(Excerpts from a dataset)
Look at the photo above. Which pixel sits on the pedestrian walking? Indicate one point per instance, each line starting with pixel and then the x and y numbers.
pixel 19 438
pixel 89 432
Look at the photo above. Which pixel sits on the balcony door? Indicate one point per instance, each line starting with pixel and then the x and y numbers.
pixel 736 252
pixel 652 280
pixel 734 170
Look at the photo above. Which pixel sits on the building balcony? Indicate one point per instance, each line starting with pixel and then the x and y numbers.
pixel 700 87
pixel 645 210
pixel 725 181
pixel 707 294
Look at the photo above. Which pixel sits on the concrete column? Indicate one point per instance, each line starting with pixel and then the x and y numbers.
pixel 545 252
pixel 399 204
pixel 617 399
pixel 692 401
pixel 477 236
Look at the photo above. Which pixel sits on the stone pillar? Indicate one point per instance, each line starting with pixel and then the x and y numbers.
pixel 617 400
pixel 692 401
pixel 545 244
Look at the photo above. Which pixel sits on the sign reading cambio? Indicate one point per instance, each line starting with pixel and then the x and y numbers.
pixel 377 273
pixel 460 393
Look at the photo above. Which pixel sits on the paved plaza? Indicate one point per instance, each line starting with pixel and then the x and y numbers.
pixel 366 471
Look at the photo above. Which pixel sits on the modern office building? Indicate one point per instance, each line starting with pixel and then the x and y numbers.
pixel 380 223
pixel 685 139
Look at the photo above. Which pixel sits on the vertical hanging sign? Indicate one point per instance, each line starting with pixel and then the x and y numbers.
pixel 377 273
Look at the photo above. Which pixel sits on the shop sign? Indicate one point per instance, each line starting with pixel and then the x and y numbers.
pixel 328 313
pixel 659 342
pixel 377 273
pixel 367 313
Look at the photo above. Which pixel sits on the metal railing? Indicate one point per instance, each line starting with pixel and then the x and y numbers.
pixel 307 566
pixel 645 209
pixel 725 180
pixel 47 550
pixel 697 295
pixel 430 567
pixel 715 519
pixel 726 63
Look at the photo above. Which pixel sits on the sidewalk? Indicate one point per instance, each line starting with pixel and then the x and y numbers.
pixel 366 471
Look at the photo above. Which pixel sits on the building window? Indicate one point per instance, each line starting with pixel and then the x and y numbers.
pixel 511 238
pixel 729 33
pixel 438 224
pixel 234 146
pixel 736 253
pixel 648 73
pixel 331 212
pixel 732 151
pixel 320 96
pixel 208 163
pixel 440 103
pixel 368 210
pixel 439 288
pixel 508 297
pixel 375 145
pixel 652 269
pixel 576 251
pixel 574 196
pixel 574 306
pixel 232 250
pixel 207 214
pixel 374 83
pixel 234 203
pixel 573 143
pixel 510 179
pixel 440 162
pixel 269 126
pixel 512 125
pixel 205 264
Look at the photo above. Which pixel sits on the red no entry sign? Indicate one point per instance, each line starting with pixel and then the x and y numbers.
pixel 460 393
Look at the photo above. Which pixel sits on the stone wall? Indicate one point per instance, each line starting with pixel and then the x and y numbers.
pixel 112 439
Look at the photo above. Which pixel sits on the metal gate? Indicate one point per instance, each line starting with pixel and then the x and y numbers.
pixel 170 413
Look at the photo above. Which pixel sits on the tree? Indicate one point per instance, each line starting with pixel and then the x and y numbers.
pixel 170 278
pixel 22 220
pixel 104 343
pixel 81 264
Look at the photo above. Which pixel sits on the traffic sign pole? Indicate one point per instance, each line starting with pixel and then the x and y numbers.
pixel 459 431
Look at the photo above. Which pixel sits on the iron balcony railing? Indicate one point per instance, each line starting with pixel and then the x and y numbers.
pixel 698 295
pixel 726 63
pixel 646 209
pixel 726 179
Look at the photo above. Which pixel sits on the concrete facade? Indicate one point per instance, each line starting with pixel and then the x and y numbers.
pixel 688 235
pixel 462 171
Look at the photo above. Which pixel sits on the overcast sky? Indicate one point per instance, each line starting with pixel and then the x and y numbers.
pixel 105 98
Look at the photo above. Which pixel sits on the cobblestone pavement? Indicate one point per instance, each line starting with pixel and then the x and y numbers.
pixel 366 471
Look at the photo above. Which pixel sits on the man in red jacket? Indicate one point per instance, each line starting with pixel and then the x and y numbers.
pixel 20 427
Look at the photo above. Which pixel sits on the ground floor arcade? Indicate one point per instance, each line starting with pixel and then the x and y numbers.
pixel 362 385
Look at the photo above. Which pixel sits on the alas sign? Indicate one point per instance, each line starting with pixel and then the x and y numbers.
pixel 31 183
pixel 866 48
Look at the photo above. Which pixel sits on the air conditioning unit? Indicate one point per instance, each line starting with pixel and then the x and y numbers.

WORK TASK ::
All of the data above should be duplicated exactly.

ANSWER TO THIS TASK ::
Look at the photo above. Which pixel sits on the pedestrian walking? Indicate one point per instance, each line starting with pixel and then the x and y numbers.
pixel 19 438
pixel 89 432
Look at the photo above. Which pixel sits on the balcony door? Indicate one point per instance, each line starting with pixel and then the x and y numbers.
pixel 736 252
pixel 652 280
pixel 734 170
Look at the photo above. Which pixel sits on the building balcony? Indicate one point per instance, each line starting with pixel and then the x and y numbers.
pixel 700 87
pixel 645 210
pixel 725 181
pixel 707 294
Look at the photo above. Which pixel sits on the concrete column? Indicate one point per instance, each line starting with pixel and then the x and y numbers.
pixel 545 252
pixel 399 204
pixel 617 399
pixel 692 401
pixel 477 236
Look at the photo above. Which pixel sits on the stone pillar? Indicate one point per instance, each line starting with pixel and then the x and y numbers.
pixel 617 400
pixel 692 401
pixel 545 244
Look at the photo above. Which pixel sits on the sign reading cambio? Indicate one point per instance, each line starting with pixel and then the x and y numbers.
pixel 377 273
pixel 460 393
Look at the photo above. Which pixel sits on the paved plaza? Indicate one point per instance, each line starting with pixel and then the x and y numbers.
pixel 366 471
Look at the photo above. Which pixel sits on the modern office building? Indicate one point per instance, each line starting with pixel and then the x and y numbers.
pixel 380 223
pixel 685 139
Look at the photo above. Which pixel sits on the vertical hanging sign? Indicate one point per instance, each line starting with pixel and then the x and y numbers.
pixel 377 273
Look at the photo above. Which pixel sits on the shop sign? Indicate one point per instance, each line starting with pixel and then the x and y numbers.
pixel 328 313
pixel 659 342
pixel 377 273
pixel 367 313
Look at the photo above. Which pixel sits on the metal railing? Indicate one point per instance, each line starting with pixel and then the x and y numbers.
pixel 307 566
pixel 645 209
pixel 725 180
pixel 47 550
pixel 697 295
pixel 430 567
pixel 715 519
pixel 726 63
Look at the photo above. Which pixel sits on the sidewalk? Indicate one point per instance, each line starting with pixel and then the x and y numbers.
pixel 366 471
Look at the photo above. Which pixel sits on the building window? Indicate one point per instance, each line starting with pixel and then the x and y numbers.
pixel 511 238
pixel 729 33
pixel 438 224
pixel 234 146
pixel 736 253
pixel 648 73
pixel 331 212
pixel 732 151
pixel 320 96
pixel 208 163
pixel 440 103
pixel 368 210
pixel 439 288
pixel 508 297
pixel 375 145
pixel 652 269
pixel 576 251
pixel 574 196
pixel 574 306
pixel 232 250
pixel 207 214
pixel 374 83
pixel 234 203
pixel 573 143
pixel 510 179
pixel 440 162
pixel 269 126
pixel 512 125
pixel 205 264
Look at the photo above. Which pixel sits on the red no entry sign? Indicate one point per instance, each line starting with pixel and then the x and y numbers.
pixel 460 393
Look at the photo above. Which pixel sits on the stone wall? Indicate one point per instance, each line starting with pixel and then the x and y numbers.
pixel 112 439
Look at the photo above. Which pixel sits on the metal gate? Indicate one point per instance, each line starting with pixel and then the x and y numbers.
pixel 170 413
Look at the photo above. Which pixel sits on the tree? Indicate one point per instance, each line starting with pixel and then the x and y numbers.
pixel 170 278
pixel 22 220
pixel 104 343
pixel 81 264
Look at the photo above. Which pixel sits on the traffic sign pole? Indicate one point per instance, each line starting with pixel and then the x and y numbers.
pixel 459 431
Look at the photo above. Which pixel sits on the iron balcony railing? Indicate one point per instance, each line starting with pixel and then the x and y numbers.
pixel 698 295
pixel 726 63
pixel 646 209
pixel 726 179
Look at the photo above. Which pixel sits on the concrete facade? Indicate one point per instance, each line starting with pixel and then the x and y numbers.
pixel 688 235
pixel 462 171
Look at the photo above. Which pixel sits on the overcast sky? Indicate one point per instance, each line starting with pixel and then the x and y numbers.
pixel 105 98
Look at the photo above. Which pixel sits on the cobblestone pavement? Indicate one point per instance, each line starting with pixel and then the x and y numbers.
pixel 366 471
Look at the photo above. Which pixel sits on the man in red jacket? Indicate one point per instance, each line starting with pixel and then the x and y numbers.
pixel 20 427
Look at the photo above. Which pixel sits on the ground floor arcade? Indicate one point per instance, each line starting with pixel and then the x and y numbers.
pixel 362 385
Look at the photo above. Which pixel sits on the alas sign? Indicate one point per instance, each line starting with pixel and then the x and y numbers.
pixel 31 183
pixel 866 48
Look at the photo above. Which pixel sits on the air conditioning unit? Indicate one point per instance, each line starting with pixel and then the x and y numbers.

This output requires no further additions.